■ **SUPPLIED PASSAGE**
──────────────────────────────

Inside the church Ed sees a list of vicars since 1184. A shaft of morning light strikes the tomb of a praying knight, turning the cold alabaster waxy and gleaming. Each of the box pews has six needlepoint cushions for kneeling. Some have names and dates worked into the patterns. In winter the worshipers must need them on the stone floors. Near the altar I run my fingers over the carving in a wooden chair. On the back,
The same yesterday
, and down the arms,
Jesus Christ, today and tomorrow
. How perfect for this hallowed place where the vicars go back to 1184 and the precipitous roof of the manor house peaks as it did yesterday, and the day before and before and before.

──────────────────────────────

■ **DATA ENTRIES**
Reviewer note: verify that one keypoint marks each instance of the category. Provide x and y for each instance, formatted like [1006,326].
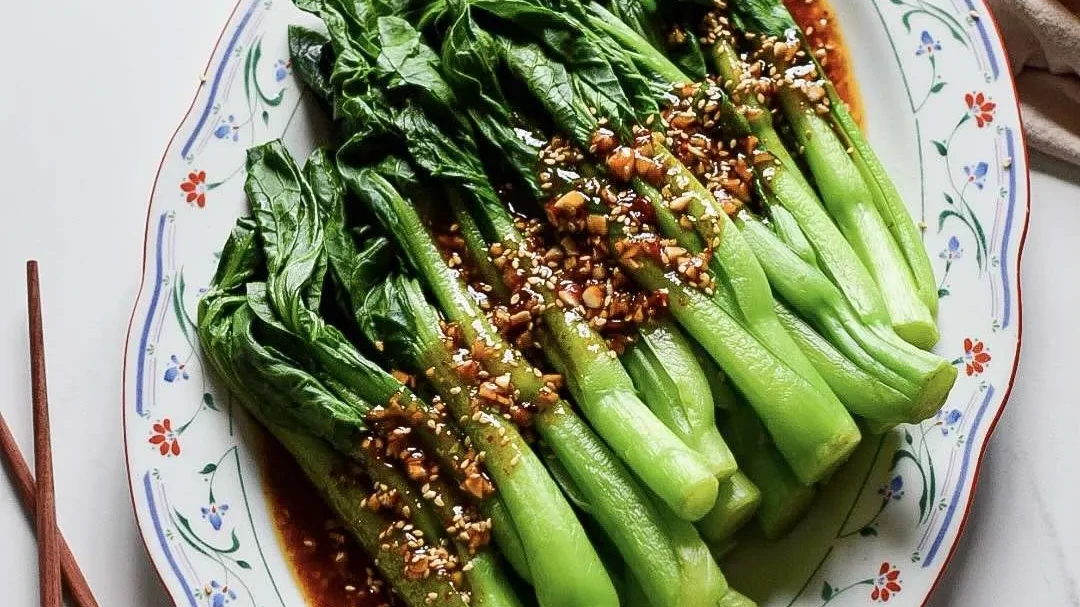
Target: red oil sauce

──────────────────────────────

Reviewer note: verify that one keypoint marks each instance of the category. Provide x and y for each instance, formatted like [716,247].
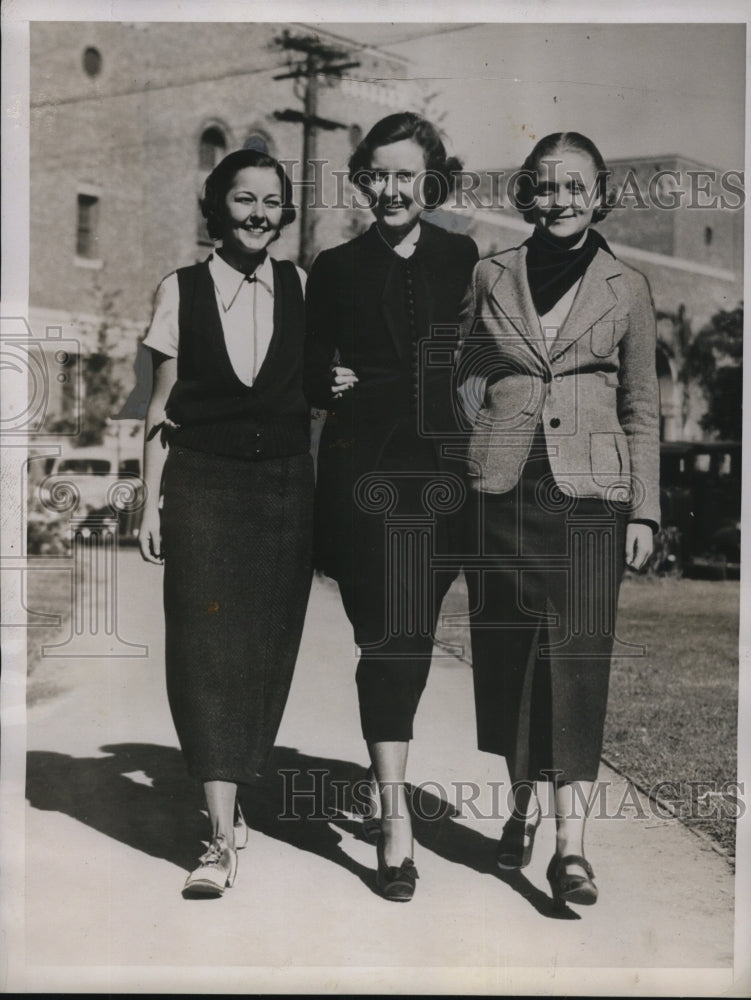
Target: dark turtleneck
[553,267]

──────────────────────────────

■ **LIST OF TASKS**
- a) Repeat the church passage between "Inside the church" and "before and before.", inclusive.
- b) Answer these about the church passage:
(i) Since what year does the list of vicars date?
(ii) How many needlepoint cushions does each box pew have?
(iii) What does the shaft of morning light strike?

■ **EXERCISE RESPONSES**
- a)
Inside the church Ed sees a list of vicars since 1184. A shaft of morning light strikes the tomb of a praying knight, turning the cold alabaster waxy and gleaming. Each of the box pews has six needlepoint cushions for kneeling. Some have names and dates worked into the patterns. In winter the worshipers must need them on the stone floors. Near the altar I run my fingers over the carving in a wooden chair. On the back,
The same yesterday
, and down the arms,
Jesus Christ, today and tomorrow
. How perfect for this hallowed place where the vicars go back to 1184 and the precipitous roof of the manor house peaks as it did yesterday, and the day before and before and before.

- b)
(i) 1184
(ii) Six
(iii) The tomb of a praying knight